-- MATERIAL FOR THIS TASK start --
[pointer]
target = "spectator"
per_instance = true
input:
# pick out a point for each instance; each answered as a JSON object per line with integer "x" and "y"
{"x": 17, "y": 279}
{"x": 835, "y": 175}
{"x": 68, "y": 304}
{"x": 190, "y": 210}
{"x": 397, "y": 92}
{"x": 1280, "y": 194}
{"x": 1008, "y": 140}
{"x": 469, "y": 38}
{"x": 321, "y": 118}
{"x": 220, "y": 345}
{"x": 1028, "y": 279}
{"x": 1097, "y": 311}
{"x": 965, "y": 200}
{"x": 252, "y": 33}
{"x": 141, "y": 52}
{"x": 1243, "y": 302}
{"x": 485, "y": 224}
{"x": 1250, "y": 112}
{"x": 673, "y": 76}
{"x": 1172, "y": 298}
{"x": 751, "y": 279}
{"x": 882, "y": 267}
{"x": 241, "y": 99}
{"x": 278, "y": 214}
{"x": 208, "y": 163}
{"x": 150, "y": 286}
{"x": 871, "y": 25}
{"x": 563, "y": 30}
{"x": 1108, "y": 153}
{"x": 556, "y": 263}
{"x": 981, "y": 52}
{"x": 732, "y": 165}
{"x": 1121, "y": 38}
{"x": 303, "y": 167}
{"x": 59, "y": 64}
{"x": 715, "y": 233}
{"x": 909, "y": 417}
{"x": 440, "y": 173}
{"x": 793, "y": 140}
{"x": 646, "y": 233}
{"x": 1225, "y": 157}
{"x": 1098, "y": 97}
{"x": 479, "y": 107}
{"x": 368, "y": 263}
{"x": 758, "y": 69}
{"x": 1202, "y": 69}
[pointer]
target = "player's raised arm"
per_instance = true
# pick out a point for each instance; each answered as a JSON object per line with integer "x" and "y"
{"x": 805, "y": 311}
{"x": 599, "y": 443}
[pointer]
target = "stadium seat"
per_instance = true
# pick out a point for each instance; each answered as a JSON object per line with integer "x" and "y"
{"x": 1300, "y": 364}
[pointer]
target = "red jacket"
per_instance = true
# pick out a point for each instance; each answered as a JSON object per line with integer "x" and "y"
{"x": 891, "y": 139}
-- MATERIAL FOR THIS TASK end --
**WHAT THE TASK ASKS:** Transcribe every entry word for word.

**RESPONSE TO THE TASK:**
[pointer]
target = "spectator"
per_instance = true
input:
# pick out a point for each instance; each answered as a JSON object per line with integer "x" and "y"
{"x": 17, "y": 279}
{"x": 835, "y": 175}
{"x": 68, "y": 304}
{"x": 190, "y": 210}
{"x": 397, "y": 92}
{"x": 1280, "y": 194}
{"x": 1008, "y": 140}
{"x": 469, "y": 38}
{"x": 321, "y": 118}
{"x": 220, "y": 345}
{"x": 1028, "y": 279}
{"x": 1097, "y": 311}
{"x": 965, "y": 200}
{"x": 252, "y": 33}
{"x": 141, "y": 52}
{"x": 1243, "y": 302}
{"x": 485, "y": 224}
{"x": 1250, "y": 112}
{"x": 673, "y": 76}
{"x": 1172, "y": 298}
{"x": 751, "y": 279}
{"x": 882, "y": 267}
{"x": 241, "y": 99}
{"x": 278, "y": 214}
{"x": 208, "y": 163}
{"x": 150, "y": 286}
{"x": 871, "y": 25}
{"x": 563, "y": 30}
{"x": 1108, "y": 153}
{"x": 556, "y": 263}
{"x": 981, "y": 52}
{"x": 732, "y": 165}
{"x": 1121, "y": 38}
{"x": 303, "y": 167}
{"x": 59, "y": 64}
{"x": 715, "y": 233}
{"x": 909, "y": 417}
{"x": 440, "y": 173}
{"x": 793, "y": 140}
{"x": 646, "y": 233}
{"x": 1225, "y": 157}
{"x": 1098, "y": 97}
{"x": 479, "y": 107}
{"x": 368, "y": 263}
{"x": 758, "y": 69}
{"x": 1202, "y": 69}
[pointer]
target = "player's raised arm"
per_instance = true
# pick out a point for each instance; each answered as a JSON object per line with integer "x" and "y"
{"x": 805, "y": 311}
{"x": 599, "y": 443}
[pointer]
target = "stadium seat"
per_instance = true
# pick out a point for each instance; each answered as a JSON object per line with integer "x" and "y"
{"x": 1300, "y": 364}
[pointer]
target = "red jacket"
per_instance = true
# pick out a point for each instance; each answered as a JSON object per line with integer "x" and "y"
{"x": 891, "y": 139}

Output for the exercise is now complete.